** Given request **
Reproduce the material below word for word, from its first line to its last.
______
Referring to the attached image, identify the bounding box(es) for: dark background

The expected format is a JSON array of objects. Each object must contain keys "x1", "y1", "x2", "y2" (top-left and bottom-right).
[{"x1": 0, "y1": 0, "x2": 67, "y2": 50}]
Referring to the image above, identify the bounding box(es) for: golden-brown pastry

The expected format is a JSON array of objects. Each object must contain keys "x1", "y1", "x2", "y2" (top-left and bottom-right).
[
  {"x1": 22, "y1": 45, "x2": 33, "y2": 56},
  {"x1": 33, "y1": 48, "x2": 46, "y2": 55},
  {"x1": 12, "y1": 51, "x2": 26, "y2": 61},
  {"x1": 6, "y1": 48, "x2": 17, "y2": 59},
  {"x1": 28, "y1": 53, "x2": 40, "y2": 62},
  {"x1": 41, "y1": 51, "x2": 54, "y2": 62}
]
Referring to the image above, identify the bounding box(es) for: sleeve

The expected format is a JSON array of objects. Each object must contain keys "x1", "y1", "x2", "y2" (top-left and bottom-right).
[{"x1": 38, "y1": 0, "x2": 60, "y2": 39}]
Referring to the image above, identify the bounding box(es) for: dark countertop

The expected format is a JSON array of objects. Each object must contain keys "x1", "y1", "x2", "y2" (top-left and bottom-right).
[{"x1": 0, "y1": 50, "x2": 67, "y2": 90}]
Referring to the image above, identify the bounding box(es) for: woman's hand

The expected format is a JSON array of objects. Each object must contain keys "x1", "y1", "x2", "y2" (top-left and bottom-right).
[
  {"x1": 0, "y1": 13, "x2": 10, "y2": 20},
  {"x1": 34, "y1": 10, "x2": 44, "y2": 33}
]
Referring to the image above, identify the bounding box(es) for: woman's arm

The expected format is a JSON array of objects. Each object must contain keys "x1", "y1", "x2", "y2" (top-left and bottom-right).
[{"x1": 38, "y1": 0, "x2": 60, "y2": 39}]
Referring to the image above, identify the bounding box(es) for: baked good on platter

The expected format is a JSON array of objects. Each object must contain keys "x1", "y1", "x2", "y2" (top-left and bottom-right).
______
** Written reply **
Referring to the attached image, identify the bounding box(es) for: dark background

The expected format is a JSON array of objects. Each object must contain keys "x1", "y1", "x2", "y2" (top-left and bottom-right).
[{"x1": 0, "y1": 0, "x2": 67, "y2": 50}]
Referring to the image above, identify the bounding box(es) for: golden-brown pastry

The expected format is a JSON array of objects. Each object must contain keys "x1", "y1", "x2", "y2" (top-left and bottom-right).
[
  {"x1": 22, "y1": 45, "x2": 33, "y2": 56},
  {"x1": 33, "y1": 48, "x2": 46, "y2": 55},
  {"x1": 12, "y1": 51, "x2": 26, "y2": 61},
  {"x1": 6, "y1": 48, "x2": 17, "y2": 59},
  {"x1": 28, "y1": 53, "x2": 40, "y2": 62},
  {"x1": 41, "y1": 51, "x2": 54, "y2": 62}
]
Referring to the image above, identify the bounding box(es) for: sleeve

The expected format is a JSON array of objects. Each object must contain keys "x1", "y1", "x2", "y2" (top-left and bottom-right).
[{"x1": 38, "y1": 0, "x2": 60, "y2": 39}]
Referring to the image above, identify the bounding box(es) for: dark countertop

The expected format is a JSON array of objects. Each object must contain keys "x1", "y1", "x2", "y2" (top-left and bottom-right).
[{"x1": 0, "y1": 50, "x2": 67, "y2": 90}]
Referring to the image above, identify the bounding box(es) for: woman's hand

The expected format is a JSON array of objects. Each object must contain keys "x1", "y1", "x2", "y2" (top-left and bottom-right).
[
  {"x1": 0, "y1": 13, "x2": 10, "y2": 20},
  {"x1": 34, "y1": 10, "x2": 44, "y2": 33}
]
Referring to the image above, identify the bounding box(es) for: woman's arm

The expected format is a JSON array of objects. Each object must contain keys "x1", "y1", "x2", "y2" (top-left and bottom-right).
[{"x1": 38, "y1": 0, "x2": 60, "y2": 39}]
Referring to the image above, identify the bounding box(es) for: baked good on platter

The expected format is a JSON array of objects. Each object must contain keys "x1", "y1", "x2", "y2" (top-left and bottom-right).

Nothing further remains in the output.